What you should do: Format every line of the records below as a numbered list, leaving out any blank lines.

(Some records)
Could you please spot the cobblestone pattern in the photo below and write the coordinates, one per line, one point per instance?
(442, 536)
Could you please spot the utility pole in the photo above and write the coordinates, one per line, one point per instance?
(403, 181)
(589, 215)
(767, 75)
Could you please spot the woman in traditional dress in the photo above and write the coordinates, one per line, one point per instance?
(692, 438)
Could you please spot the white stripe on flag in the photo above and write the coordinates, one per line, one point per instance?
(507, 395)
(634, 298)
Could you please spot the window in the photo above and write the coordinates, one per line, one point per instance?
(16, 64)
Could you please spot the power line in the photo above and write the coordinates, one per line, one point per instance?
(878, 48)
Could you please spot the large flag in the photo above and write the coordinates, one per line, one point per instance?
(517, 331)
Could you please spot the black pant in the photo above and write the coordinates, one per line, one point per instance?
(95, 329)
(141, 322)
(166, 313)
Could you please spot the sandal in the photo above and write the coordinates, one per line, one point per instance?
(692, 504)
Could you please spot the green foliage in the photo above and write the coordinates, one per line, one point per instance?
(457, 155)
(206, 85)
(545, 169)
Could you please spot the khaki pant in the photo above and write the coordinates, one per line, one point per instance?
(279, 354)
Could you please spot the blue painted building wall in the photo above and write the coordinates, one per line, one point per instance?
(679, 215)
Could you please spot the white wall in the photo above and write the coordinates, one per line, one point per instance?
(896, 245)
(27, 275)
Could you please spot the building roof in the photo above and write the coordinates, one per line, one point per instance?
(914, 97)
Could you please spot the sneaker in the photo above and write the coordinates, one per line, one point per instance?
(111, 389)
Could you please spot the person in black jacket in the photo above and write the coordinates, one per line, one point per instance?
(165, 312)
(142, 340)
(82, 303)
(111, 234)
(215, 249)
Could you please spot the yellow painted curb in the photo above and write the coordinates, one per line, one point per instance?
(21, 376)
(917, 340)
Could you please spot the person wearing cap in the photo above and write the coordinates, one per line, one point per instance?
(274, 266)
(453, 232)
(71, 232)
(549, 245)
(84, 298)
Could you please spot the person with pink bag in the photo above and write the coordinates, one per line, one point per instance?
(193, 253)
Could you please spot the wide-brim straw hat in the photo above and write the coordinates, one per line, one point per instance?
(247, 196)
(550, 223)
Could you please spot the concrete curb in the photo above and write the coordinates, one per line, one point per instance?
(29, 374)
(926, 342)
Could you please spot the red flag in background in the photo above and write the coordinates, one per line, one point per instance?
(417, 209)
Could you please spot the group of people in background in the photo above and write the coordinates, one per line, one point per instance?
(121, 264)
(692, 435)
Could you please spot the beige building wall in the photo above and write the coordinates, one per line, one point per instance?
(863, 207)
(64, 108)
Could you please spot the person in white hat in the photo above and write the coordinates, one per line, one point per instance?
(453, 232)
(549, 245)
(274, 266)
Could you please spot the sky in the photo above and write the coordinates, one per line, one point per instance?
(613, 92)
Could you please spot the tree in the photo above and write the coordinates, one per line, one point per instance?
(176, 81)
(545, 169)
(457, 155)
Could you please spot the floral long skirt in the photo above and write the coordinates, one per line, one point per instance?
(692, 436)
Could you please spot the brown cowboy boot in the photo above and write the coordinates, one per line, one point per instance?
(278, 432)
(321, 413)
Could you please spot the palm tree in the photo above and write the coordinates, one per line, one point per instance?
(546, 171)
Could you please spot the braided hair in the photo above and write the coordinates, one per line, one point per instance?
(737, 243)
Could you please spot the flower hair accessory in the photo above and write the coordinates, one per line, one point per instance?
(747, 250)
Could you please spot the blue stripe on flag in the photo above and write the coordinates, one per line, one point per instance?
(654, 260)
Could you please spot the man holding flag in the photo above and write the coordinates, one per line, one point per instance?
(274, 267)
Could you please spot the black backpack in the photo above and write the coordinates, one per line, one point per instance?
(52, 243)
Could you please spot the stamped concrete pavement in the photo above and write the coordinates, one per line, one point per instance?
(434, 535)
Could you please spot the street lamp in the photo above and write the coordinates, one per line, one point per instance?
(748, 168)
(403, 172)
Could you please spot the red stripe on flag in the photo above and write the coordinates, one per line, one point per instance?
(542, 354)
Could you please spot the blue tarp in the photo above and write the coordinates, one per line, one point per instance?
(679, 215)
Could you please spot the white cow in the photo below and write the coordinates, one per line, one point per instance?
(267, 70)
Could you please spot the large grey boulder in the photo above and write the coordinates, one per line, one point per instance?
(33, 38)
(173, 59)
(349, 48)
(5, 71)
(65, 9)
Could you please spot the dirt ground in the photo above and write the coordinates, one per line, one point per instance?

Complete output:
1. Could you please spot the cobblestone pattern in the photo below and write the coordinates, one per line, one point per instance?
2. (442, 536)
3. Could you please spot the utility pole in the photo above and write the coordinates, one per line, one point per instance?
4. (403, 181)
5. (589, 215)
6. (767, 75)
7. Could you please spot the woman in traditional dress in the photo above and write the coordinates, one per line, one point per instance?
8. (692, 438)
9. Could you please spot the white stripe on flag in the photo above and write the coordinates, one per line, one point per instance?
10. (507, 395)
11. (634, 298)
12. Could you please spot the window in the photo above and write the coordinates, one per line, one point per instance?
13. (16, 64)
14. Could you please spot the power line in the photo above and write the coordinates, one per line, one point per instance?
15. (878, 48)
16. Could you please spot the large flag in the photo above and write the coordinates, one per line, one point per instance?
17. (517, 331)
18. Could you please spot the black pant in the photo above and write the coordinates, one per line, one point per instance?
19. (95, 329)
20. (141, 322)
21. (166, 313)
22. Could you please spot the sandal in the photo above and write the coordinates, one per line, one point per instance?
23. (692, 504)
24. Could you please spot the green foliage in the photo above and write the coordinates, one per line, one point per instance?
25. (457, 155)
26. (206, 85)
27. (545, 169)
28. Could you please spot the khaki pant in the photo above and write the coordinates, one per line, one point per instance?
29. (279, 354)
30. Could you please spot the blue painted building wall in the photo above and write the coordinates, one per line, one point per instance?
31. (679, 215)
32. Could you please spot the white wall in the photo above and write the coordinates, one per line, one point per instance?
33. (896, 245)
34. (27, 275)
35. Could you please spot the building roof in the photo above and write the coordinates, one per line, one point per instance?
36. (914, 97)
37. Could you please spot the sneaker in the photo above and write the coordinates, one per line, one point per instance?
38. (111, 389)
39. Could you please spot the person in black jacket in the photo above and write the coordinates, one per line, one point per instance?
40. (165, 312)
41. (142, 340)
42. (82, 303)
43. (111, 234)
44. (215, 249)
45. Could you please spot the yellow painted curb in the photo above and write the coordinates, one per line, one point per instance?
46. (21, 376)
47. (917, 340)
48. Could you please spot the person wearing cap in the photo above and write the coordinates, one per line, one point per instance?
49. (274, 266)
50. (453, 232)
51. (71, 232)
52. (549, 245)
53. (84, 298)
54. Could you please spot the person with pink bag in the photo above and write the coordinates, one per line, one point per instance?
55. (193, 253)
56. Could you please spot the wide-brim straw hat in the photo above and write the coordinates, one per line, one point per instance?
57. (247, 196)
58. (550, 223)
59. Could you please spot the concrete curb in the photo above and write the coordinates, one per line, one point per instance?
60. (29, 374)
61. (926, 342)
62. Could you please spot the red flag in background in the photo above and write the coordinates, one per line, one point per instance?
63. (417, 209)
64. Could you please spot the group of people in background in the photo above and write the coordinates, one per line, one point per instance?
65. (121, 264)
66. (692, 435)
67. Could you please spot the beige building wall in the photo above and write the coordinates, one per line, one point per instance?
68. (863, 207)
69. (64, 108)
70. Could you please spot the person in white hat in the photo above and write the coordinates, one per line, one point per instance?
71. (453, 232)
72. (549, 245)
73. (274, 266)
74. Could you please spot the sky in the photo above and write the coordinates, one per line, one point per instance?
75. (613, 92)
76. Could you please spot the tree in the photo above and write the coordinates, one per line, one point per instance?
77. (176, 81)
78. (545, 169)
79. (457, 155)
80. Could you please spot the floral long skirt in the photo above and write the coordinates, one per line, one point per instance?
81. (692, 436)
82. Could you please spot the brown cowboy boot in the photo above and write the coordinates, one per line, one point per instance?
83. (278, 432)
84. (321, 413)
85. Could you please spot the palm tree in the photo above and write the coordinates, one per line, one point per instance?
86. (546, 171)
87. Could you please spot the braided hair in the photo above and write the coordinates, one per line, one point per instance?
88. (737, 243)
89. Could you please spot the flower hair accessory in the photo above and write the coordinates, one per line, one point per instance?
90. (747, 250)
91. Could you please spot the blue stripe on flag in the photo above and write the coordinates, one per line, one point per instance?
92. (654, 260)
93. Could you please spot the man holding flag in the photo above and write the coordinates, one per line, one point per instance?
94. (274, 267)
95. Could you please spot the black backpack in the photo above and write the coordinates, one per line, one point per instance?
96. (52, 243)
97. Could you please spot the stamped concrete pavement in the photo above and write the coordinates, one per line, one point per instance?
98. (434, 535)
99. Could you please spot the street lamp in the photo above and write the coordinates, one per line, one point per instance?
100. (748, 168)
101. (403, 172)
102. Could you please spot the red stripe on flag in the photo above and write the coordinates, one per line, one point per instance?
103. (542, 354)
104. Could you please spot the blue tarp in the photo above and write the coordinates, one per line, one point per instance?
105. (679, 215)
106. Could you please spot the white cow in the photo below and write the coordinates, one per line, one point per instance?
107. (267, 70)
108. Could you please spot the large grey boulder in the photo above and write the coordinates, one per line, one point per instance?
109. (33, 38)
110. (173, 59)
111. (349, 48)
112. (5, 71)
113. (65, 9)
114. Could you please spot the dirt ground in the photo above and write the coordinates, one per line, one point per instance?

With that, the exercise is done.